**EXERCISE DESCRIPTION:** Output all lines exactly, with nothing added or dropped.

**Rows from a dataset:**
▼
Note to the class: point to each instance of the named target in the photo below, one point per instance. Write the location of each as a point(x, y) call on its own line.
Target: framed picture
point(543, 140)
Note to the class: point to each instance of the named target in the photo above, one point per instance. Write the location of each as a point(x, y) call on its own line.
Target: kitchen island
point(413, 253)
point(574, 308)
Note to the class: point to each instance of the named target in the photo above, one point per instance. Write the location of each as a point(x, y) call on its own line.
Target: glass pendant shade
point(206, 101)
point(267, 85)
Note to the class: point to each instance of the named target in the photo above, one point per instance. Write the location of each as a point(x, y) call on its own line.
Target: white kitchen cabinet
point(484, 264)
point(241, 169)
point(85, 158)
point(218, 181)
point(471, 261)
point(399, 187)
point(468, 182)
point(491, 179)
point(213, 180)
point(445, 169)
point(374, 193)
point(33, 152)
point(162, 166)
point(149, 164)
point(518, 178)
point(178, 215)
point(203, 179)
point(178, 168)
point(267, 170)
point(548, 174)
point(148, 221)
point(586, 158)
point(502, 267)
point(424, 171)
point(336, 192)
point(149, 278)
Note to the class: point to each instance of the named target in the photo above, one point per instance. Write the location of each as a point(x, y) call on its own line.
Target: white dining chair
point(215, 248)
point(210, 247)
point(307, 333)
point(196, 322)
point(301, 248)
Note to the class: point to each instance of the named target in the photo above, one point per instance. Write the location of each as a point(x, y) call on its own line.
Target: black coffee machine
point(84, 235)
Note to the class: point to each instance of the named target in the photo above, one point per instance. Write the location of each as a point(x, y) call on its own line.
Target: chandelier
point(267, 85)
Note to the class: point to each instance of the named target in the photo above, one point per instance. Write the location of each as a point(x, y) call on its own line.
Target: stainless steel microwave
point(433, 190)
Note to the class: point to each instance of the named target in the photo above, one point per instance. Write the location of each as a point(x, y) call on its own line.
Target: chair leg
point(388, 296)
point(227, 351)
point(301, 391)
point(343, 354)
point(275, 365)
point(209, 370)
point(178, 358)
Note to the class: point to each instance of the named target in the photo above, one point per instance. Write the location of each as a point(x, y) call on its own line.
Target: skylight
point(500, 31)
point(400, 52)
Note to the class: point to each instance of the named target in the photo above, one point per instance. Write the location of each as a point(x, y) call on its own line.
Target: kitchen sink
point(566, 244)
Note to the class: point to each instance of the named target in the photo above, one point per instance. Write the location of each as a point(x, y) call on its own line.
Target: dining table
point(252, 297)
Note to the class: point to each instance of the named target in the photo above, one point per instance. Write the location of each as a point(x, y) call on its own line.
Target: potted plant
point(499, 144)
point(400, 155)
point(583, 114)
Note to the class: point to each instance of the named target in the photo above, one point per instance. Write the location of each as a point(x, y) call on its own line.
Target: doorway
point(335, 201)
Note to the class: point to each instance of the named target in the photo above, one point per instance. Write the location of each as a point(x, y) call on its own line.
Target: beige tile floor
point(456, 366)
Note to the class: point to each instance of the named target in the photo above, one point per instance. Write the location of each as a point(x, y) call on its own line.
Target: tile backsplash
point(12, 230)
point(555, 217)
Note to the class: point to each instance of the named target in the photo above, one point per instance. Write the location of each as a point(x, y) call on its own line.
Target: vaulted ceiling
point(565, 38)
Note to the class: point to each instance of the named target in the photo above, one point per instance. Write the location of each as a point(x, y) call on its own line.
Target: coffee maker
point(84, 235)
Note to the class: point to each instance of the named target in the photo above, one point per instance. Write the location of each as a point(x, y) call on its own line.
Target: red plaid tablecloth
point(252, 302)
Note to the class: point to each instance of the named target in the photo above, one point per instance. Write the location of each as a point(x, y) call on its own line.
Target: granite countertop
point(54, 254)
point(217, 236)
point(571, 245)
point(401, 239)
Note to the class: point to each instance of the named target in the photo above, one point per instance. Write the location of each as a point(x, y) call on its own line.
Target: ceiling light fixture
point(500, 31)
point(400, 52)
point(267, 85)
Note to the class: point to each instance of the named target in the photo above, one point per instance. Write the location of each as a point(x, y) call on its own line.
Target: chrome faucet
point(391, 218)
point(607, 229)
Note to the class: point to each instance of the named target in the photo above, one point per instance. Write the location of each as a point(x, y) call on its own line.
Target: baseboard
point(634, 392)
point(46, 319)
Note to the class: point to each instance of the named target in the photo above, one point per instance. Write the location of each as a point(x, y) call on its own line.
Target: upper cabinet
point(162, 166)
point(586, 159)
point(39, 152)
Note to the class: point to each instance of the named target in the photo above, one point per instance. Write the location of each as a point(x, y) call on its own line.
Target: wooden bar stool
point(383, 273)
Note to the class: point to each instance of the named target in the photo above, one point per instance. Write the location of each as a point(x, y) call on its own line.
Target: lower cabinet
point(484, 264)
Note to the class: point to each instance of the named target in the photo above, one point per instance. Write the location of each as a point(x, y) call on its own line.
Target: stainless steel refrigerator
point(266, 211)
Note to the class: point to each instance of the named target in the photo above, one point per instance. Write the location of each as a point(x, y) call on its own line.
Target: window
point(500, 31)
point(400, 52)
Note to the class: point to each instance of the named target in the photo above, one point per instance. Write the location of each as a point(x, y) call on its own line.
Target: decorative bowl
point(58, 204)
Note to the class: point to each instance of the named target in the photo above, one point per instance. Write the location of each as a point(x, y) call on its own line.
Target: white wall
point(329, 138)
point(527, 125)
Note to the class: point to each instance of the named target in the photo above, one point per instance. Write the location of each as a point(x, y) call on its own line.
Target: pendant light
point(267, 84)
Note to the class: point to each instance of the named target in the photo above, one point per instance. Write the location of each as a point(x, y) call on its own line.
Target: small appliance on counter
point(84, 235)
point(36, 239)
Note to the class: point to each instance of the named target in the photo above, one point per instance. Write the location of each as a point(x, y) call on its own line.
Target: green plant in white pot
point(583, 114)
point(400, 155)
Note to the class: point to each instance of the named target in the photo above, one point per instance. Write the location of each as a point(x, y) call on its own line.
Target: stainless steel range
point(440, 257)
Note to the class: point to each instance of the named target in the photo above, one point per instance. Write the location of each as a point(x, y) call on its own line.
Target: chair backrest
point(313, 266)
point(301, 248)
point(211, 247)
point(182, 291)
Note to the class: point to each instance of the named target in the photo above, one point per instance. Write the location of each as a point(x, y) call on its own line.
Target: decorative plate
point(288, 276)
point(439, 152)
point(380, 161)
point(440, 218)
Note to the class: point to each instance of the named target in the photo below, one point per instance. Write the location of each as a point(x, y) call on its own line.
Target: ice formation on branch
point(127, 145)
▲
**FINISHED EXERCISE:**
Note to the class: point to each instance of the named target in the photo below, one point per instance. Write the location of each as a point(x, y) call on its own line.
Target: framed picture
point(543, 140)
Note to the class: point to each instance of the named target in the photo above, one point per instance. Write the location of each as a point(x, y) call on its own line.
Target: kitchen island
point(413, 253)
point(574, 308)
Note to the class: point to each instance of the named target in the photo above, one point per instance. Write the location of each as a point(x, y) call on its own line.
Target: glass pendant shade
point(206, 101)
point(267, 85)
Note to the class: point to each instance of the named target in the photo above, one point per instance. Write the location of each as a point(x, y) call on its own line.
Target: white kitchen cabinet
point(484, 264)
point(241, 169)
point(85, 158)
point(218, 181)
point(471, 261)
point(399, 187)
point(468, 182)
point(491, 179)
point(213, 180)
point(445, 169)
point(374, 193)
point(33, 152)
point(162, 166)
point(149, 164)
point(518, 178)
point(178, 215)
point(203, 179)
point(178, 168)
point(267, 170)
point(548, 174)
point(148, 221)
point(586, 158)
point(502, 267)
point(424, 171)
point(336, 192)
point(149, 278)
Note to the class: point to each instance of the named target in the photo above, one point per instance. Write the location of each as a point(x, y) call on its own line.
Target: white dining chair
point(215, 248)
point(210, 247)
point(307, 333)
point(196, 322)
point(301, 248)
Note to the class: point to each instance of the named target in the photo above, one point per instance. Write the location of each as a point(x, y) call on its own line.
Target: black coffee machine
point(84, 235)
Note to the class: point to each instance of the named target in the photo above, one point per instance. Write the location of each as a point(x, y) call on its own line.
Target: chandelier
point(267, 85)
Note to the class: point to each instance of the named target in the photo above, one point per instance. Write the location of each as a point(x, y) call on its own line.
Target: stainless steel microwave
point(433, 190)
Note to the class: point to each instance of the named target in the photo above, one point per instance. Write the location of each as a point(x, y) call on its own line.
Target: chair leg
point(388, 296)
point(227, 351)
point(301, 391)
point(343, 354)
point(275, 365)
point(209, 370)
point(178, 358)
Note to the class: point to each instance of the named target in the photo above, one point per instance. Write the location of each as a point(x, y) call on its own line.
Target: skylight
point(500, 31)
point(400, 52)
Note to the class: point to each instance of the named target in the photo above, one point per instance. Write the location of each as a point(x, y) call on its own line.
Target: kitchen sink
point(566, 244)
Note to the class: point to each instance of the named target in the photo above, one point per instance. Write the location of each as a point(x, y) call on its own line.
Target: dining table
point(252, 297)
Note to the class: point to each instance of the named target in the photo above, one point per instance. Write the location of each as a point(x, y) call on its own line.
Target: potted plant
point(499, 144)
point(400, 155)
point(583, 114)
Note to the class: point to each instance of the named target in the photo above, one point per instance. Write the location of each as a point(x, y) call on its own line.
Target: doorway
point(335, 201)
Note to the class: point to each instance of the named target in the photo above, one point per instance. Write the location of each as a point(x, y) call on its own line.
Target: beige tile floor
point(456, 366)
Note to the class: point to each instance of the named target in the photo above, one point per instance. Write the location of each as a point(x, y) call on its own line.
Target: tile backsplash
point(12, 230)
point(555, 217)
Note to the class: point to each instance of the named target in the photo above, one point per instance. Write the location of each as a point(x, y) call on its own line.
Target: vaulted ceiling
point(565, 38)
Note to the class: point to each instance of the named target in the photo above, one point per instance. Write the location of each as a point(x, y) call on its own line.
Target: coffee maker
point(84, 235)
Note to the class: point to each instance of the named target in the photo above, one point per instance. Write the location of each as a point(x, y) call on its own line.
Target: red plaid tablecloth
point(252, 302)
Note to the class: point to each instance of the named target in the photo above, one point per instance. Write the location of each as a point(x, y) call on its own line.
Target: granite countertop
point(54, 254)
point(217, 236)
point(571, 245)
point(401, 239)
Note to the class: point to each instance of the named target in the photo above, one point per instance. Write the location of each as a point(x, y) call on its own line.
Target: ceiling light fixture
point(500, 31)
point(400, 52)
point(267, 85)
Note to the class: point to each instance of the named target in the photo above, one point per instance. Write the location of each as a point(x, y) call on its own line.
Target: chrome faucet
point(391, 218)
point(607, 229)
Note to the class: point to each instance of the named target in the photo above, one point per instance. Write the location of each as a point(x, y) call on its own line.
Target: baseboard
point(634, 392)
point(46, 319)
Note to the class: point to each instance of the named target in the photo above, one point per instance. Write the location of each as a point(x, y) call on its own line.
Target: upper cabinet
point(162, 166)
point(586, 159)
point(39, 152)
Note to the class: point to each instance of the named target in the photo above, one point per instance. Write the location of each as a point(x, y) call on its own line.
Target: wooden bar stool
point(383, 273)
Note to the class: point to each instance of the named target in the photo above, one point per instance. Write the location of each as a point(x, y) call on its own line.
Target: lower cabinet
point(484, 264)
Note to the class: point to each instance of the named target in the photo above, one point per instance. Write the location of each as a point(x, y) call on its own line.
Target: stainless steel refrigerator
point(266, 211)
Note to the class: point to each instance of the named target in the photo above, one point per instance. Write the location of each as a point(x, y) call on its own line.
Target: window
point(500, 31)
point(400, 52)
Note to the class: point to each instance of the named target in the photo above, one point per instance. Write the location of each as a point(x, y) call on its own line.
Target: decorative bowl
point(58, 204)
Note to the class: point to each instance of the named target in the photo above, one point per instance. Write the location of each as a point(x, y) call on its own line.
Target: white wall
point(329, 138)
point(527, 125)
Note to the class: point to each instance of the named target in the photo above, one point per instance. Write the location of each as a point(x, y) call on its own line.
Target: pendant light
point(267, 84)
Note to the class: point to each instance of the named target in the photo above, one point per instance. Write the location of each as a point(x, y) call on its own line.
Target: small appliance on counter
point(84, 235)
point(36, 239)
Note to the class: point to each instance of the named target in the photo above, one point per instance. Write the location of each as a point(x, y) call on its own line.
Target: green plant in white pot
point(583, 114)
point(400, 155)
Note to the class: point to each instance of the named target in the photo above, one point per instance. Write the location of each as a point(x, y) call on its own line.
Target: stainless steel range
point(440, 257)
Note to the class: point to each instance of the named target in the photo above, one point per instance. Write the location of each as a point(x, y) call on its own line.
Target: chair backrest
point(313, 266)
point(301, 248)
point(211, 247)
point(182, 291)
Note to the class: point to each instance of the named target in the photo above, one point per instance. Write the location of each as a point(x, y) call on its own line.
Target: decorative plate
point(288, 276)
point(439, 152)
point(380, 161)
point(440, 218)
Note to the class: point to each instance of the named target in the photo below, one point per instance. Write the location of each as a point(x, y) call on its own line.
Target: ice formation on branch
point(127, 145)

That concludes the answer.